» **Условие задания**:
Ответьте на вопросы по отрывку «История одной семьи»:
(а) Сколько белых, по рассказу Алёши, большевики расстреляли в Крыму после победы?
(б) Где венчался врач, расстрелянный в Симферополе?
(в) Как звали дочь этого врача?

История одной семьи | страница 37



Я была уверена, что Алёша в Крыму вступил в партию. Почти все левые эсеры и анархисты, которые боролись за советскую власть, к этому времени решили, что активно влиять на ход событий можно только, находясь в партии большевиков. Но Алёша мне сказал: «Знаешь, я видел эту партию в действии и ещё подожду туда вступать». Он рассказал, что уже после победы большевики расстреляли в Крыму 30 тысяч белых, которые уже никому не могли причинить вреда. Никаких причин убивать, кроме кровожадности, не было. Убивали не только офицеров. В Симферополе расстреляли известного в городе врача за то, что он оказал помощь белому. Врач был в прошлом революционером, другом Дзержинского, венчался в Шлиссельбургской крепости, чтобы жена могла поехать вместе с ним на каторгу. В Сибири родилась у него дочь Грета, которую мы хорошо знали. И такого человека расстреляли большевики. Правда, у Греты осталась большая книга, в которой Дзержинский, Феликс Кон и прочие деятели выражали сожаление о трагической ошибке. Книга вышла в 20-е годы и была посвящена разным светлым личностям. А Грета всю жизнь чувствовала себя виноватой перед партией за то, что её отца расстреляли — ей ведь приходилось писать об этом в анкетах. Она всегда стремилась подчеркнуть свою ортодоксальность, а на партию не обижалась.

Рассказав о том, что творилось в Крыму, Алёша прибавил: «И я подумал, что не готов делить с ними ответственность за зверства». Я возразила: «Конечно, расстрелять 30 тысяч — это ужасно, вообще ужасно — расстреливать. Но ведь это делалось во имя революции!»

» **Исходные записи**:

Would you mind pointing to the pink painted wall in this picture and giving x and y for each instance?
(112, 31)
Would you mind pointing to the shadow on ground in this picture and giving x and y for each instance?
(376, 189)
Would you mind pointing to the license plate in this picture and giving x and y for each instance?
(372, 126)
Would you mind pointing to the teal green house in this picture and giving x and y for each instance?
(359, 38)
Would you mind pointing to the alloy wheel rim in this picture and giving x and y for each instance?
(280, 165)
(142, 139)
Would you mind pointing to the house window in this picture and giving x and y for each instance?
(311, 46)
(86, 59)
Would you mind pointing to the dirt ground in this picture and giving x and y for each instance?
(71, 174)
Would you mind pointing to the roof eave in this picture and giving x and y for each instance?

» **Готовое решение**:
(а) 30 тысяч.
(б) В Шлиссельбургской крепости.
(в) Грета.